— BEGIN Document extract —

-1 for (a): no need to see all the private branch commits from contributor.
It often makes me more conscious of local commits.
+1 for (b): with committer replacing the squashed commit messages with
'[BEAM-jira or PRID]: Brief cut-n-paste (or longer if it contributor
provided one)'.
-1 for (c): This is quite painful for contributors to work with if there
has been merge conflict with master. Especially for larger PRs with
multiple updates.

On Tue, Nov 28, 2017 at 10:24 AM, Lukasz Cwik <lc...@google.com> wrote:

> Is it possible for mergebot to auto squash any fixup! and perform the
> merge commit as described in (a), if so then I would vote for mergebot.
>
> Without mergebot, I vote:
> (a) 0 I like squashing fixup!

— END Document extract —
— BEGIN Information shown —

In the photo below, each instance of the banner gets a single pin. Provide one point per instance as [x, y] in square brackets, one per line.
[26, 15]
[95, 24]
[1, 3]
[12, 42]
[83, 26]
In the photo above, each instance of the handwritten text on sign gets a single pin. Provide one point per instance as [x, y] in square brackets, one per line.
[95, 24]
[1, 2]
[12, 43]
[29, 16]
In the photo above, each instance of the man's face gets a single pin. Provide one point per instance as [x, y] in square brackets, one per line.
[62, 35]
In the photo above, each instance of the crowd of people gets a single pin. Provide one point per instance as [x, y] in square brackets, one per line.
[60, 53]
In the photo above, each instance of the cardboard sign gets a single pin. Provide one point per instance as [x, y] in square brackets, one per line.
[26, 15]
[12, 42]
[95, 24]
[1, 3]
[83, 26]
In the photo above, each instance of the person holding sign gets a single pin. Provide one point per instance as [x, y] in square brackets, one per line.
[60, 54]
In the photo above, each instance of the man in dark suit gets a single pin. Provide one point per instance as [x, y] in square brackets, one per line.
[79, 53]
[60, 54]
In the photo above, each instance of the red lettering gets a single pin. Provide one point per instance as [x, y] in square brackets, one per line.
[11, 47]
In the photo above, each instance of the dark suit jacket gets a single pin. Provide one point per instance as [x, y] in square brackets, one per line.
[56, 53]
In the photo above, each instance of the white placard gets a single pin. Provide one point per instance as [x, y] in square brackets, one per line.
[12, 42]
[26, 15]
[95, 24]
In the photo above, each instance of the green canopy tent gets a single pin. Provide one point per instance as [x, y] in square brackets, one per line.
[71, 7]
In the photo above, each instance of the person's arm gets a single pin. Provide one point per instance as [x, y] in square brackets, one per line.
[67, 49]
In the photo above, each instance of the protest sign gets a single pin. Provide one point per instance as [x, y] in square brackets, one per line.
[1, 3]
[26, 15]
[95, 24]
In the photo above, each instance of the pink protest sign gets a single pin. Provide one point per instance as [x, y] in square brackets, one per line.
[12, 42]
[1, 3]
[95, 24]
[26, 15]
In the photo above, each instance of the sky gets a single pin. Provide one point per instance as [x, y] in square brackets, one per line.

— END Information shown —

> _Task instructions_:
a – From the email on commit merging, set down the passage that begins at the words "-1 for (c): This" and stops after the words "vote for mergebot.".
b – According to the email on commit merging, which option receives a -1 because it is painful for contributors when there has been a merge conflict with master?
The records have no connection to the email on commit merging.

> _Answers for the tasks_:
a –
-1 for (c): This is quite painful for contributors to work with if there
has been merge conflict with master. Especially for larger PRs with
multiple updates.

On Tue, Nov 28, 2017 at 10:24 AM, Lukasz Cwik <lc...@google.com> wrote:

> Is it possible for mergebot to auto squash any fixup! and perform the
> merge commit as described in (a), if so then I would vote for mergebot.

b – Option (c).